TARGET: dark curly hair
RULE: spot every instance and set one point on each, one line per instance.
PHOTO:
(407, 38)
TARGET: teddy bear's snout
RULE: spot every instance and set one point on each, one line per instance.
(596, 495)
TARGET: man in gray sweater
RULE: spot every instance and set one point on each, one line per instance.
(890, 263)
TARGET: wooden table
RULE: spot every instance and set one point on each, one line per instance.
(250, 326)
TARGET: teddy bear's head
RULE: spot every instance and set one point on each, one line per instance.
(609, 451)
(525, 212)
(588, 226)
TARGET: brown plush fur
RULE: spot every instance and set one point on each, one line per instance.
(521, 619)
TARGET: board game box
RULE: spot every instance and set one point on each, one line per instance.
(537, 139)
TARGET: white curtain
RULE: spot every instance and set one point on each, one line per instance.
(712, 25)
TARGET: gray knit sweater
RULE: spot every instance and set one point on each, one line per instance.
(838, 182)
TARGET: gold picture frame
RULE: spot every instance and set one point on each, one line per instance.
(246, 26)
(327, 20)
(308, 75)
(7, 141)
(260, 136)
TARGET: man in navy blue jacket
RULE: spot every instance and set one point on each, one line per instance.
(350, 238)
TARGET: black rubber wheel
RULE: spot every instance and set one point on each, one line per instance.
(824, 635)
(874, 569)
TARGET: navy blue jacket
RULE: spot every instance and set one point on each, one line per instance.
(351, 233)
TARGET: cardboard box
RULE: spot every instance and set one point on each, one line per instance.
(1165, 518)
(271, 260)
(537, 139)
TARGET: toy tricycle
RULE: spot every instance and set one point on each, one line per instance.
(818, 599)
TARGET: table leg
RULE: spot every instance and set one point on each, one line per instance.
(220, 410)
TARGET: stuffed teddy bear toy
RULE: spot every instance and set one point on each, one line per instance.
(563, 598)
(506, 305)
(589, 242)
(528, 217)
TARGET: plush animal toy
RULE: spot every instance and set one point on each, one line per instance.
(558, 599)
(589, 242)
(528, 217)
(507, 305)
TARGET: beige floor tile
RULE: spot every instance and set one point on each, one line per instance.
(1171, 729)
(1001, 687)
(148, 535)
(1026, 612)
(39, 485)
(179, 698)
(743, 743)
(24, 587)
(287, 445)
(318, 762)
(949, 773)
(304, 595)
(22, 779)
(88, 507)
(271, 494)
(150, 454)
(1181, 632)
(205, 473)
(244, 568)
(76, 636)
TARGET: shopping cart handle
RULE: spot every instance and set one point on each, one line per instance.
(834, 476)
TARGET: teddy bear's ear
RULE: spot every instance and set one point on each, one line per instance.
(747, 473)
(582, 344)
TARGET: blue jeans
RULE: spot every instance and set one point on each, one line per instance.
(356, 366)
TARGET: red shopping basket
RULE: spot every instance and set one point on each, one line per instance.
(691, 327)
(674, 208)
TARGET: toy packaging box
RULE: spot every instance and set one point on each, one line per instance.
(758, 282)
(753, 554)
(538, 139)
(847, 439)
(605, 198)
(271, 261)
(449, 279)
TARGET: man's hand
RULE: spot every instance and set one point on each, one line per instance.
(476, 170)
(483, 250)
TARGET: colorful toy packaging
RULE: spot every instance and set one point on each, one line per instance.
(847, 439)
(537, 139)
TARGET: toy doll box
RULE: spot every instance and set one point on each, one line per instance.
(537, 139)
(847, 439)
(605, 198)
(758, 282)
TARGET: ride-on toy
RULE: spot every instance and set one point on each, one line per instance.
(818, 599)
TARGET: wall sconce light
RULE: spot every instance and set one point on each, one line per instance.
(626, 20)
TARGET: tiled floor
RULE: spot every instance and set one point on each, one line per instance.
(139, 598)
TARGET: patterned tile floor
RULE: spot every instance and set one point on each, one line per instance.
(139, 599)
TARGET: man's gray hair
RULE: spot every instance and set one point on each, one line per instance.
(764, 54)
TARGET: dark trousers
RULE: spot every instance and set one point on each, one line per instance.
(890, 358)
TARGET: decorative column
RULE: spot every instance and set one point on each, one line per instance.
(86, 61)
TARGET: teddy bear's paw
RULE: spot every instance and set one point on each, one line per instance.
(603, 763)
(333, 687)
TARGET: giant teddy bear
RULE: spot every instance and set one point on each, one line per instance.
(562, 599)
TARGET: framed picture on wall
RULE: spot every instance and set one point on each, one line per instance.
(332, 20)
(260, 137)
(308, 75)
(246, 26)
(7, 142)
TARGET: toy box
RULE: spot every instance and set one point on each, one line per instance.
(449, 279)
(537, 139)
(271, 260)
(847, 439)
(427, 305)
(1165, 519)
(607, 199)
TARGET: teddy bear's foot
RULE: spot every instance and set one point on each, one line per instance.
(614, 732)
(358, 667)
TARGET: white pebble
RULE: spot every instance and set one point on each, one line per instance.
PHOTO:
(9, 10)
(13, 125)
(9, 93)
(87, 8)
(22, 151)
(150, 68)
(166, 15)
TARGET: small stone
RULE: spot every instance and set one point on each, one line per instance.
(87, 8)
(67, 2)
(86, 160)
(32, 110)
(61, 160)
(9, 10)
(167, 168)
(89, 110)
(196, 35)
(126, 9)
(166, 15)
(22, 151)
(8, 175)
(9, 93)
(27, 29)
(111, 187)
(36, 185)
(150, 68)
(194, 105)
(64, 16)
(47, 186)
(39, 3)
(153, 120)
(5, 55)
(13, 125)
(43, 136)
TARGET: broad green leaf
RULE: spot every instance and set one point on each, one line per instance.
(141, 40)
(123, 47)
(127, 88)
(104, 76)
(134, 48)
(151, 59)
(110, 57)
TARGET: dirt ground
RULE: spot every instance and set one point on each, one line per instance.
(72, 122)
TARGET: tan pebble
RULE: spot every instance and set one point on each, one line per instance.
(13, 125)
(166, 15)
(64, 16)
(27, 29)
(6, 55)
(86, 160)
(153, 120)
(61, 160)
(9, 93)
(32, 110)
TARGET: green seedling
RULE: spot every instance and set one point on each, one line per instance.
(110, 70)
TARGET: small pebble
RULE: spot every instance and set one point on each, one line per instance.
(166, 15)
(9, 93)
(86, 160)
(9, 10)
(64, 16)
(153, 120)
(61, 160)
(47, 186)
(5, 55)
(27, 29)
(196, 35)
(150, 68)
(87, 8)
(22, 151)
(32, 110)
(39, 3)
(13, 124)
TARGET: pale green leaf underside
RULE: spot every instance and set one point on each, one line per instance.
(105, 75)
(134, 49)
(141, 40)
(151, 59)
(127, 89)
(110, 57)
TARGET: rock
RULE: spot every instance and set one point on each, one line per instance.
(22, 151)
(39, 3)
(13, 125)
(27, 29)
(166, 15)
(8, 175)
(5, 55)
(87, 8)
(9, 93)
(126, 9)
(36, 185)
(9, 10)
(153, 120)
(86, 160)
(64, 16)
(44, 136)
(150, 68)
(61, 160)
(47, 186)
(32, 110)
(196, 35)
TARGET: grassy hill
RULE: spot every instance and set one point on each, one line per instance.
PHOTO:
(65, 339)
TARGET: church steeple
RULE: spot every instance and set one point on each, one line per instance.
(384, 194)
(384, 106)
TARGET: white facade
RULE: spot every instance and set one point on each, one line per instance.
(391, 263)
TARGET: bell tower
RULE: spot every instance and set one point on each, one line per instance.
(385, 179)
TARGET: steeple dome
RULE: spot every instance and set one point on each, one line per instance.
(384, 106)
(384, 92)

▸ PROBLEM DESCRIPTION: How many lines in the material contain the string "green"? Reply with the number and nothing else.

▸ ANSWER FOR THIS EXERCISE: 3